--- Records supplied ---

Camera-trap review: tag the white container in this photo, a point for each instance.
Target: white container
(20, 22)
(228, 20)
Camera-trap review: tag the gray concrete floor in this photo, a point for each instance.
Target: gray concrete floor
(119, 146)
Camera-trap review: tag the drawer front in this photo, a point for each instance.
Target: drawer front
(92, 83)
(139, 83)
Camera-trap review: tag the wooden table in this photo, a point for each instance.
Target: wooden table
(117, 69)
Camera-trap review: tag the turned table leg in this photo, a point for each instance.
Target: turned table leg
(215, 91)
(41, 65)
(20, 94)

---
--- Records supplied ---

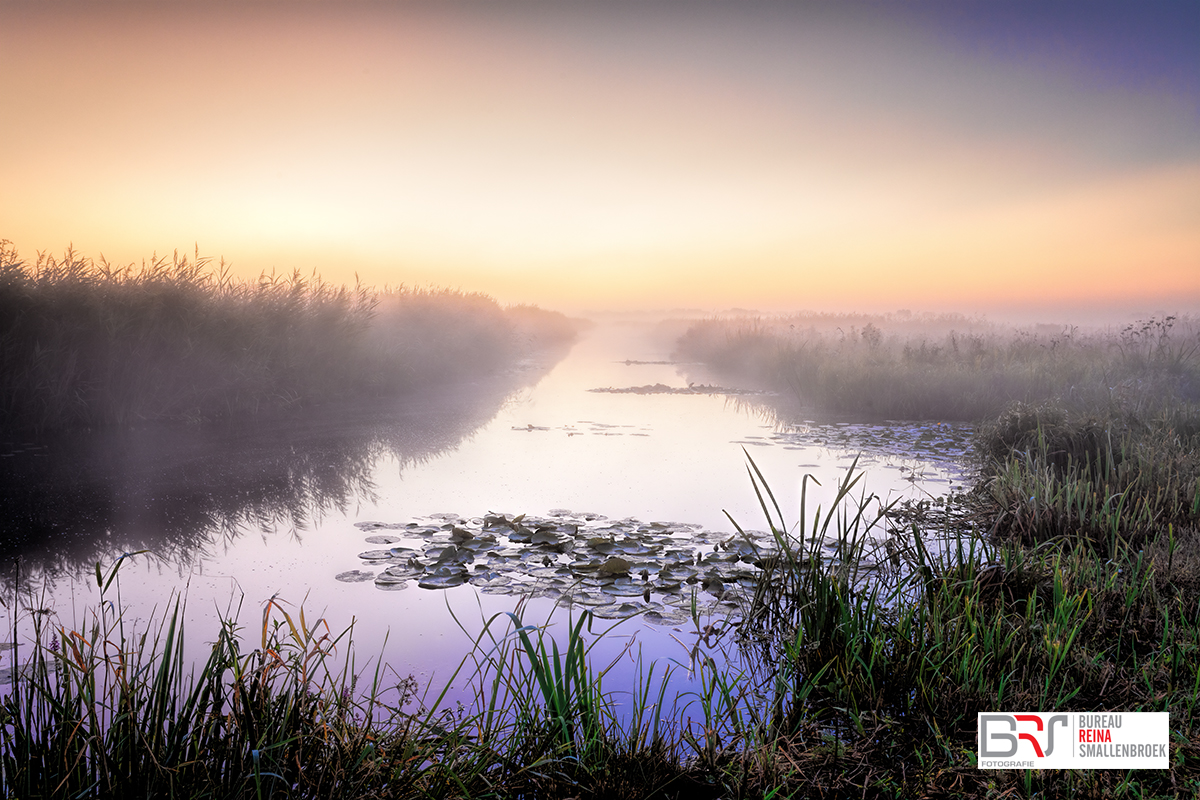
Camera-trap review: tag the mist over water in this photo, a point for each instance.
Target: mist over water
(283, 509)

---
--- Records supplied ---

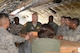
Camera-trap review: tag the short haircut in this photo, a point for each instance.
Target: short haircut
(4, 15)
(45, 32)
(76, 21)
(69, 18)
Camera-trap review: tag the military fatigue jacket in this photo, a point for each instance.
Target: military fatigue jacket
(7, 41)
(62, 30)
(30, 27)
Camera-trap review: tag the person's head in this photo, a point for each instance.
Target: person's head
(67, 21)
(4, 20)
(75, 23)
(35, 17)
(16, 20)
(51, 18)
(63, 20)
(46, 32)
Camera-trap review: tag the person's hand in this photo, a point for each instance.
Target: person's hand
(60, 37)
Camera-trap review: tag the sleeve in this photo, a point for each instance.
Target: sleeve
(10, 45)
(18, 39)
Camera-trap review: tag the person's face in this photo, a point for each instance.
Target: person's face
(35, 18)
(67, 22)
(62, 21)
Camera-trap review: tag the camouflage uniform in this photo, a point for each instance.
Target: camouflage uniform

---

Problem to work on: Rewrite everything from the line containing "Camera-trap review: tag the person's head" down to the line containing "Target: camouflage uniform", switching every "person's" to "subject's" and leaving all else unchanged.

Solution to this task:
Camera-trap review: tag the subject's head in this photo, a point for each instance.
Target: subject's head
(67, 21)
(4, 20)
(75, 23)
(35, 17)
(16, 20)
(51, 18)
(63, 20)
(46, 32)
Camera-trap review: tag the subject's hand in this photo, a point for each instance.
Target: subject's hand
(60, 37)
Camera-trap review: tag the sleeve in this photo, a point for each instance.
Target: sleeve
(10, 45)
(18, 39)
Camera-trap review: tag the subject's face in this photo, a point for each instance.
Target: subject's face
(35, 18)
(67, 22)
(62, 21)
Camera-trap review: tag the camouflage uniform in this photo, a point for each instance.
Target: camouflage uniform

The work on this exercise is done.